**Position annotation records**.
^^^^

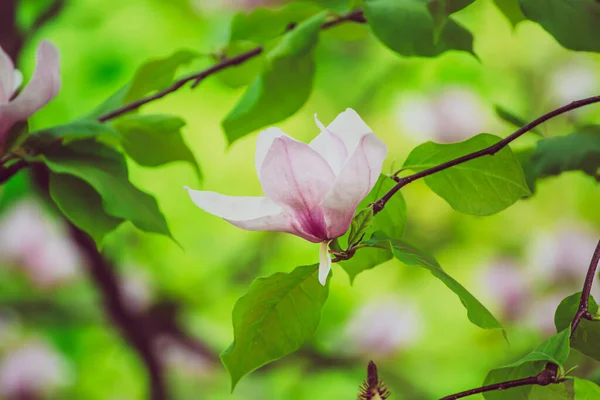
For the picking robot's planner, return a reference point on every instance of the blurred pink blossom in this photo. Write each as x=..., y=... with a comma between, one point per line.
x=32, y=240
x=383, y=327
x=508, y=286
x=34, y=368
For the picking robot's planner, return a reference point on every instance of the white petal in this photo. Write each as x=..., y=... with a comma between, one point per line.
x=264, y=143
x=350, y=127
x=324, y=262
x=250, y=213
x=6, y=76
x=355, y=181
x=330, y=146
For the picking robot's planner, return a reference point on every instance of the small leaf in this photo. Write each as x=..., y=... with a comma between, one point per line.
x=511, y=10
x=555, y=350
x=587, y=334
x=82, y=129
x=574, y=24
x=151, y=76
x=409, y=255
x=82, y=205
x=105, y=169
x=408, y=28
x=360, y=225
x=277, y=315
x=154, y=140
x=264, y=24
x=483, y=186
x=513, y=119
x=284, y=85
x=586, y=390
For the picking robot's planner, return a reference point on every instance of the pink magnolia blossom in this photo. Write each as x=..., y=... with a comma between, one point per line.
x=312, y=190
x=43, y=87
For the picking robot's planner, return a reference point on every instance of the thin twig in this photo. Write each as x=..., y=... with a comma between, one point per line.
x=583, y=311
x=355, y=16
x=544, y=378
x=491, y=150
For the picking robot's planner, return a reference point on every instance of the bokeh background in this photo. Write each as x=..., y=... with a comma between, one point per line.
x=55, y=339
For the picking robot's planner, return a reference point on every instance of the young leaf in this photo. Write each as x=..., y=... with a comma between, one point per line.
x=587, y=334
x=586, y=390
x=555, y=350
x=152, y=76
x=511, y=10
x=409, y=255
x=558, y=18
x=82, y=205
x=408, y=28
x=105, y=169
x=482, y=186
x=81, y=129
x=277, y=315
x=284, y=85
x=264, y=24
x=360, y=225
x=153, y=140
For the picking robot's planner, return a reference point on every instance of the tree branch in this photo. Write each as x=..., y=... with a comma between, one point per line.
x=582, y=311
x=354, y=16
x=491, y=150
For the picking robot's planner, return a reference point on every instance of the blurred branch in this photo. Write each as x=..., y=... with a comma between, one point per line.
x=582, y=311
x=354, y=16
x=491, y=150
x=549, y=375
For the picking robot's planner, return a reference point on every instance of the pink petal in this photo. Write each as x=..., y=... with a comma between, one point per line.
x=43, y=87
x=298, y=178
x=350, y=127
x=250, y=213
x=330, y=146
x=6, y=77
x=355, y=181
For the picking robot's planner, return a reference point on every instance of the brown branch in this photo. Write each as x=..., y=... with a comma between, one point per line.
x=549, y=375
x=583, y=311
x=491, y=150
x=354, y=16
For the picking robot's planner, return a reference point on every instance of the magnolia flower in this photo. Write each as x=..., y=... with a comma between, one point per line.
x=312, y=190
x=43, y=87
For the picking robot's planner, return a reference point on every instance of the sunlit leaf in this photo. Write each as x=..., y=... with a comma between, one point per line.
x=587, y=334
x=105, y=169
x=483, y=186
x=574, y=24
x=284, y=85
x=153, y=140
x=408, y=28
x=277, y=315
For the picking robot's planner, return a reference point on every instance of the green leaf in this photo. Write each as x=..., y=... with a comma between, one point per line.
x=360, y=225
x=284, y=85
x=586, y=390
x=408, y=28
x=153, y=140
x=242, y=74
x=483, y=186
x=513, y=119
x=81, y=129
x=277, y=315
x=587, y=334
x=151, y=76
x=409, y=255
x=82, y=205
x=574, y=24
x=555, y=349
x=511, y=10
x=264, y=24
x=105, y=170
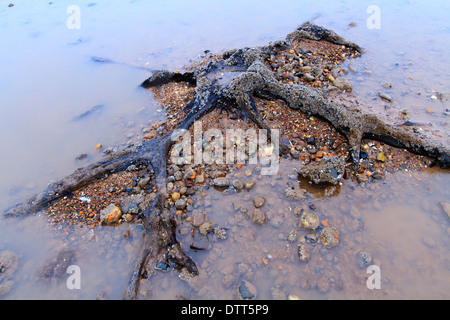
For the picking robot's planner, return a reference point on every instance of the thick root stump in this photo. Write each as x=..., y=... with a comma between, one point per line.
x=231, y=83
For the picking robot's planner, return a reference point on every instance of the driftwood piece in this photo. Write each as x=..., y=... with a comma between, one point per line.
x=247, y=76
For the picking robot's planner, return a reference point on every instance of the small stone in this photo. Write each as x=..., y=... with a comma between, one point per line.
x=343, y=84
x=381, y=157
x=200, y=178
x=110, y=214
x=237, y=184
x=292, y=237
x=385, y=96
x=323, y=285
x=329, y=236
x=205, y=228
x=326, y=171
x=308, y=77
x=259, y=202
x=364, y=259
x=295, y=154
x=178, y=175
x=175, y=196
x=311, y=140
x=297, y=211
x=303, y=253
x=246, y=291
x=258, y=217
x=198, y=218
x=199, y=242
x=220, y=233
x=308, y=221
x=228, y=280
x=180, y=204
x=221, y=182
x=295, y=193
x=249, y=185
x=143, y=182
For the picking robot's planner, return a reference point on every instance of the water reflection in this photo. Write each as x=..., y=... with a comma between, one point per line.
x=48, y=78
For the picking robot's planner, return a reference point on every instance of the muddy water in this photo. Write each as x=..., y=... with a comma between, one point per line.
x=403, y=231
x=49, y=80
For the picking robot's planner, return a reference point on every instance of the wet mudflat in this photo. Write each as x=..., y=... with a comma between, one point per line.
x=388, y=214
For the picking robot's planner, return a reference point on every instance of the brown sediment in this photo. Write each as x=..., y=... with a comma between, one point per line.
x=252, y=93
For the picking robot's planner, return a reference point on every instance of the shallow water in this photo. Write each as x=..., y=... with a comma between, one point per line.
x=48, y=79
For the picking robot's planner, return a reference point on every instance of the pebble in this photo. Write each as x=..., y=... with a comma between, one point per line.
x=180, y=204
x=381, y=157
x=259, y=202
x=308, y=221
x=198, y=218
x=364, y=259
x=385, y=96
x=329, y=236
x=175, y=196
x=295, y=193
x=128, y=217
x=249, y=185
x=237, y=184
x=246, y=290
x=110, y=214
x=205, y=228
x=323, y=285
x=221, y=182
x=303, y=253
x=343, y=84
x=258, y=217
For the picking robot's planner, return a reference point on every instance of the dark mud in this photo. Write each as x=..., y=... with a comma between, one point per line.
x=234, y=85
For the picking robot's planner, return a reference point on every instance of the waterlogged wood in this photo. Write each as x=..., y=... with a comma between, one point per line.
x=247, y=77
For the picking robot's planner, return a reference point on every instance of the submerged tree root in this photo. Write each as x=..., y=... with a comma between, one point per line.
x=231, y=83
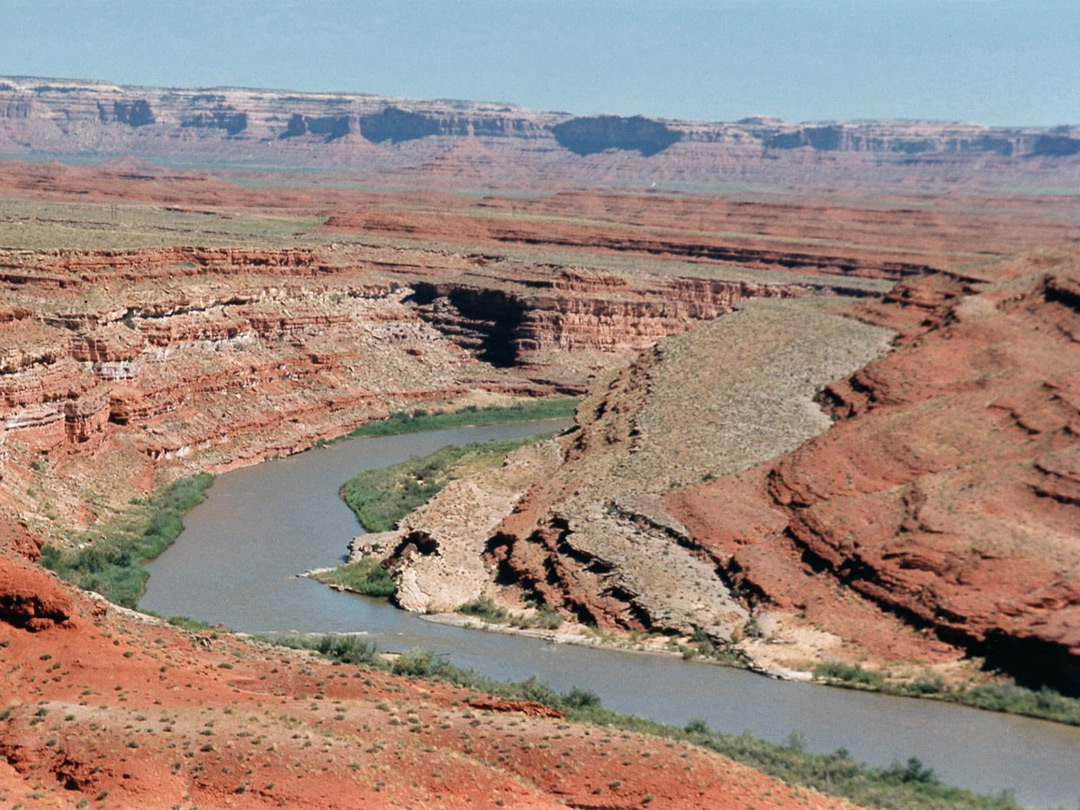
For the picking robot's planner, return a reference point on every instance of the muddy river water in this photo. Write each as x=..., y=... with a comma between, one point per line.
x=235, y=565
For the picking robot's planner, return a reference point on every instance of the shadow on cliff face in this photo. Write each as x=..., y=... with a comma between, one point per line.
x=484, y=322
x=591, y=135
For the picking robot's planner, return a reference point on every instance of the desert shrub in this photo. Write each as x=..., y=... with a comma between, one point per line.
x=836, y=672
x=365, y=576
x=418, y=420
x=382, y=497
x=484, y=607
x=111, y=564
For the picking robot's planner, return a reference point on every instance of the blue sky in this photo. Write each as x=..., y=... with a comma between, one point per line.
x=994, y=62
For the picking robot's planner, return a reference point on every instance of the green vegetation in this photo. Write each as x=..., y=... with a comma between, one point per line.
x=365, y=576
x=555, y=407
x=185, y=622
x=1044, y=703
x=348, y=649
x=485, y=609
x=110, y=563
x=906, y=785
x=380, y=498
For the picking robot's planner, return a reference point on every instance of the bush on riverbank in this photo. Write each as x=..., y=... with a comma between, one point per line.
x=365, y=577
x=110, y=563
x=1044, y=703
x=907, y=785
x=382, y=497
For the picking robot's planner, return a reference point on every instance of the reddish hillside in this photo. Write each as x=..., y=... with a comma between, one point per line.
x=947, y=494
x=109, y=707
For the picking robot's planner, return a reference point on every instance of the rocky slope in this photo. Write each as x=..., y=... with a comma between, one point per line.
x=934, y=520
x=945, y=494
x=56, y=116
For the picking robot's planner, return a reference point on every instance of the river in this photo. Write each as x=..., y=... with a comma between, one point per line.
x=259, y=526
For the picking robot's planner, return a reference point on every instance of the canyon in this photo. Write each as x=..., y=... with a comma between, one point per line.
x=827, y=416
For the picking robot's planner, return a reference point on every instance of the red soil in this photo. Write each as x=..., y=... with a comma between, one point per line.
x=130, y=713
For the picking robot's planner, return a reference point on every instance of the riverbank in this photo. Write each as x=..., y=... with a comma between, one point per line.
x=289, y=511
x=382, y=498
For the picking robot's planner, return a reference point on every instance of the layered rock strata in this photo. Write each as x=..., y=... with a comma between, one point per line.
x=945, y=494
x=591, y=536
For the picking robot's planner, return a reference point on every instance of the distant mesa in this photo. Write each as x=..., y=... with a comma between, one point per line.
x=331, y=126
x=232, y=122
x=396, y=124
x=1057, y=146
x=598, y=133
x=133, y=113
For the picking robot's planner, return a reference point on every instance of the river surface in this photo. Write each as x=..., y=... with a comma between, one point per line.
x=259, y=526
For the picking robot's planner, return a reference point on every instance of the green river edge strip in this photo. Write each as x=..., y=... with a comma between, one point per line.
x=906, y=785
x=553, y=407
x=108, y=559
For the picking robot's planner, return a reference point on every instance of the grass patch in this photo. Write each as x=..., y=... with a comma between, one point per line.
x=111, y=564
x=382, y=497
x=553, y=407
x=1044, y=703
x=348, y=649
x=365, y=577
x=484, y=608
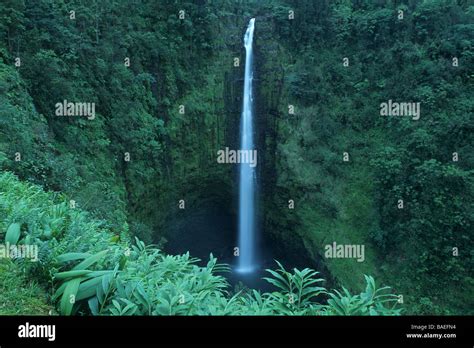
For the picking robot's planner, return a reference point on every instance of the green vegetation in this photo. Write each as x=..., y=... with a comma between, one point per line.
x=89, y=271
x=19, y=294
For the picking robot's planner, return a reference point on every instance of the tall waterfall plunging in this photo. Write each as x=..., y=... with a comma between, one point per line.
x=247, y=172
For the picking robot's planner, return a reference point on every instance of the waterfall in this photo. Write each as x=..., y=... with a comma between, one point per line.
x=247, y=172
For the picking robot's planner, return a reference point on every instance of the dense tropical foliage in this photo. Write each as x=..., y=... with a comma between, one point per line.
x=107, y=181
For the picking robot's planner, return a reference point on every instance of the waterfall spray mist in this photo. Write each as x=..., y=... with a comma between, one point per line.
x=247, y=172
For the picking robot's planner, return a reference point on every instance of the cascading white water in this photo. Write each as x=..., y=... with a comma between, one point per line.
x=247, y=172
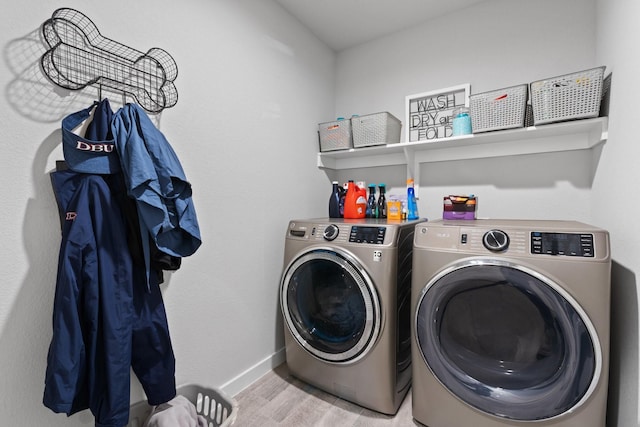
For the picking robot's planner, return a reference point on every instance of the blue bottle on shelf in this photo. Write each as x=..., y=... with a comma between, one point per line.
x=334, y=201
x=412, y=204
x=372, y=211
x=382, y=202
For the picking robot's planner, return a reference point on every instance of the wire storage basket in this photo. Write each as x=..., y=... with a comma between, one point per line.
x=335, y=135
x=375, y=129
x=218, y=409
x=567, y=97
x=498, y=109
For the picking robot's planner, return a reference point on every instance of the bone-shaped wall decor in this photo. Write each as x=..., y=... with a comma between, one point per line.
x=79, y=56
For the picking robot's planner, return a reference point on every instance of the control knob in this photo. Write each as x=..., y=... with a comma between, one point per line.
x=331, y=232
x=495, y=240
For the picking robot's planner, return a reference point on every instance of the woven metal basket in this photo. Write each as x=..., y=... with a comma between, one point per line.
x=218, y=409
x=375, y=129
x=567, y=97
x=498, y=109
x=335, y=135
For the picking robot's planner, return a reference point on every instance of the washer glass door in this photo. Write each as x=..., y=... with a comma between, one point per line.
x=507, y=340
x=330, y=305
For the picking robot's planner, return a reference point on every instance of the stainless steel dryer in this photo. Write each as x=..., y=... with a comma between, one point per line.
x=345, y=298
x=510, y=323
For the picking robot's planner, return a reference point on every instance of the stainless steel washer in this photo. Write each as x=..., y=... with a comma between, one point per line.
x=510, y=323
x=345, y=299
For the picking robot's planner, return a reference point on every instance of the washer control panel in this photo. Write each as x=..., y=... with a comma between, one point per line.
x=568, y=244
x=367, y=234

^^^^

**EXERCISE OBJECTIVE**.
Reproduce the records from the line containing "stainless steel washer" through the end of the records, changing every "reference point" to "target point" and leaving all else as it stands.

**TASK RESULT**.
For the picking robot's planner, return a target point on every instance of the stainless steel washer in this photo. Write each as x=..., y=... with a comma between, one point per line.
x=510, y=323
x=345, y=299
For the picking robot's planner, return a target point on every instance of the washer control panel in this photo. Write each as x=..., y=... with a comma between, one point per line.
x=568, y=244
x=367, y=234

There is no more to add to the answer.